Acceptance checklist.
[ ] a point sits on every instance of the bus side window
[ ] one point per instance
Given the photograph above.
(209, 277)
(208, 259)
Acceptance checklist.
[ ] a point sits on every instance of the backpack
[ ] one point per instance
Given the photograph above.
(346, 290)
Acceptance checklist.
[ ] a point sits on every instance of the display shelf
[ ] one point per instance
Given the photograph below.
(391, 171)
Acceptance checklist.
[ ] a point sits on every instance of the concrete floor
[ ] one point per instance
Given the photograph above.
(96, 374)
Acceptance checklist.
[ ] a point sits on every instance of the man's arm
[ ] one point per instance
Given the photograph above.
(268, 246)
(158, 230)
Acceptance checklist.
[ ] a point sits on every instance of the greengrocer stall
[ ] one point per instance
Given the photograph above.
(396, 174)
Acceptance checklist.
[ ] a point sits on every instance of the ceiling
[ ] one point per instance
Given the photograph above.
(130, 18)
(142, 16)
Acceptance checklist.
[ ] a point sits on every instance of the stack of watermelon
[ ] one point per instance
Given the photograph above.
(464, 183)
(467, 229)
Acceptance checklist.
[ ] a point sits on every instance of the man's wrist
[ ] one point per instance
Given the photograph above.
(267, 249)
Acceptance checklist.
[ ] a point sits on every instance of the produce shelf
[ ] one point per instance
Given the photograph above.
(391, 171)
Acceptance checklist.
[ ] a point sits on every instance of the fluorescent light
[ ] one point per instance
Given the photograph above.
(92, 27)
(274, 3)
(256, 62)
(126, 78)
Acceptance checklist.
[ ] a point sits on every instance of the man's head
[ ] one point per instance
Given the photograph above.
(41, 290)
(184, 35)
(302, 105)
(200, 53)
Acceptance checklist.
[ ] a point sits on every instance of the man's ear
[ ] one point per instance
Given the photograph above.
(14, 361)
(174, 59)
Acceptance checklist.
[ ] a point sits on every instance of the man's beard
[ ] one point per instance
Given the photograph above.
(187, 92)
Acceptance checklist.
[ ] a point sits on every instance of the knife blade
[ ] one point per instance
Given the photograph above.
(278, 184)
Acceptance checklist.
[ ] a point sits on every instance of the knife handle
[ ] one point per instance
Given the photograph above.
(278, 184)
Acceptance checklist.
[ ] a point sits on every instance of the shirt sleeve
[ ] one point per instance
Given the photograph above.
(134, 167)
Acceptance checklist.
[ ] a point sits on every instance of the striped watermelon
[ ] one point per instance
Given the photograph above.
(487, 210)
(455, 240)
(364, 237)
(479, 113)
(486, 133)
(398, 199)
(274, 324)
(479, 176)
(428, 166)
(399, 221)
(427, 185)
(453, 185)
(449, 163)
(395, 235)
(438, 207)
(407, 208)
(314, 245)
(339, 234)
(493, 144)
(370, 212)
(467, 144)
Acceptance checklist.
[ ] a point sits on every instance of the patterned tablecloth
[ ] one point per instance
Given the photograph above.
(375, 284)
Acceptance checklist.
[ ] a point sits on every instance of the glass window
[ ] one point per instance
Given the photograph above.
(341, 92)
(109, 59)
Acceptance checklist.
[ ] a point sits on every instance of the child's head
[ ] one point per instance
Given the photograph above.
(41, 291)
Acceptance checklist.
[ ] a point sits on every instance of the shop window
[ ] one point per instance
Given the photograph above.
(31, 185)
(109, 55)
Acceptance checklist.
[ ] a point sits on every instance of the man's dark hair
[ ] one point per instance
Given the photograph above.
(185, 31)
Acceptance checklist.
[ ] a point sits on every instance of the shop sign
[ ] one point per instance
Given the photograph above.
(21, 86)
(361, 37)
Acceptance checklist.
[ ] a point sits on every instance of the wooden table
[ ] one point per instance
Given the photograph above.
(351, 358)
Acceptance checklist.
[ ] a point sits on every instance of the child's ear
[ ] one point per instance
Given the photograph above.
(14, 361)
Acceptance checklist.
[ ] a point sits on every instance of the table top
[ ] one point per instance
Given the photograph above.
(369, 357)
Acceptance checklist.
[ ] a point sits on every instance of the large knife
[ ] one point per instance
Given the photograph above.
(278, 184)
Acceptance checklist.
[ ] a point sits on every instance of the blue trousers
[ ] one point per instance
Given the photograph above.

==============================

What you will do:
Output all of the records exactly, with nothing omitted.

Response to this task:
Acceptance checklist.
[ ] a point sits on every instance of the bus side window
[ ] one point per instance
Given the photograph above.
(209, 277)
(208, 259)
Acceptance checklist.
[ ] a point sits on every instance of the backpack
[ ] one point per instance
Given the photograph above.
(346, 290)
Acceptance checklist.
[ ] a point sits on every instance of the display shelf
[ ] one point per instance
Given the photograph below.
(391, 171)
Acceptance checklist.
[ ] a point sits on every instance of the concrete floor
[ ] one point per instance
Given the photograph above.
(96, 374)
Acceptance checklist.
[ ] a point sits on every instance of the man's arm
[ ] one point per instance
Given the photograph above.
(268, 246)
(158, 230)
Acceptance checklist.
[ ] a point sits on every instance of the greengrocer stall
[ ] one point per instance
Given the photograph above.
(396, 174)
Acceptance checklist.
[ ] a point sits on every instance of the ceiling
[ ] one point per instance
Given the photograph above.
(130, 18)
(142, 16)
Acceptance checklist.
[ ] a point sits on every instance of the stack of watermelon
[ ] one point per instance
Given the photograph above.
(464, 183)
(467, 229)
Acceptance checklist.
[ ] a point sits on every instance of the man's wrist
[ ] one point per instance
Given the photograph above.
(267, 249)
Acceptance checklist.
[ ] a point sits on every instance of the produce shelf
[ ] one point per instance
Given the photograph above.
(391, 171)
Acceptance checklist.
[ ] a point sits on every instance of the fluorescent light
[ ] one point per instance
Given the photograph above.
(92, 27)
(274, 3)
(256, 62)
(126, 78)
Acceptance checklist.
[ ] a point sits on every instance of the man's head
[ ] one point per instance
Given the photograph above.
(41, 290)
(184, 35)
(302, 105)
(200, 53)
Acceptance checklist.
[ ] a point sits on every instance of the man's ear
[ ] one point per instance
Given the photograph above.
(14, 361)
(174, 59)
Acceptance checklist.
[ ] a point sits on every instance of the man's beard
[ ] one point per instance
Given the photograph above.
(187, 92)
Acceptance checklist.
[ ] a point sits on every instance of the knife blade
[ ] one point per instance
Given the photograph above.
(278, 184)
Acceptance checklist.
[ ] a point sits on every instance of the knife handle
[ ] one point per instance
Given the photograph above.
(278, 184)
Acceptance checklist.
[ ] a point sits on every instance of the shirt sleeve
[ ] one point per instance
Given the photograph above.
(134, 167)
Acceptance checklist.
[ ] a point sits on every instance of the striped watermelon
[ ] one point per instance
Given the photograph above.
(487, 210)
(455, 240)
(364, 237)
(479, 113)
(486, 133)
(398, 199)
(274, 324)
(479, 176)
(428, 166)
(399, 221)
(427, 185)
(453, 185)
(449, 163)
(395, 235)
(438, 207)
(407, 208)
(314, 245)
(339, 234)
(493, 144)
(370, 212)
(467, 144)
Acceptance checklist.
[ ] a point sits on every instance of the patterned tablecloth
[ ] one point per instance
Given the photograph above.
(375, 284)
Acceptance checklist.
[ ] a point sits on every instance of the glass window
[ ] one point per instance
Given the photograph above.
(341, 92)
(109, 59)
Acceptance checklist.
[ ] a point sits on every instance of the child's head
[ ] one point per instance
Given the photograph above.
(41, 291)
Acceptance checklist.
[ ] a point sits on every instance of the shop window
[ ] one point per instance
Given the photograph above.
(31, 185)
(109, 55)
Acceptance checklist.
[ ] a point sits on every instance of the man's dark hair
[ ] one point per instance
Given the photograph above.
(185, 31)
Acceptance checklist.
[ ] a point sits on every instance of the shop sign
[ ] one point per instance
Given the photograph above.
(21, 86)
(361, 37)
Acceptance checklist.
[ ] a point sits on every instance of the wooden table
[ ] one point per instance
Given the photograph above.
(351, 358)
Acceptance checklist.
[ ] a point sits on every instance of the child's ear
[ ] one point per instance
Given the photograph above.
(14, 361)
Acceptance checklist.
[ ] a point sits on every instance of the table top
[ ] one point per instance
Given the photograph above.
(369, 357)
Acceptance checklist.
[ ] a point sits on every instance of the large knife
[ ] one point per instance
Given the photograph above.
(278, 184)
Acceptance checklist.
[ ] a point sits on every instance of the blue trousers
[ ] one point per instance
Given the photograph above.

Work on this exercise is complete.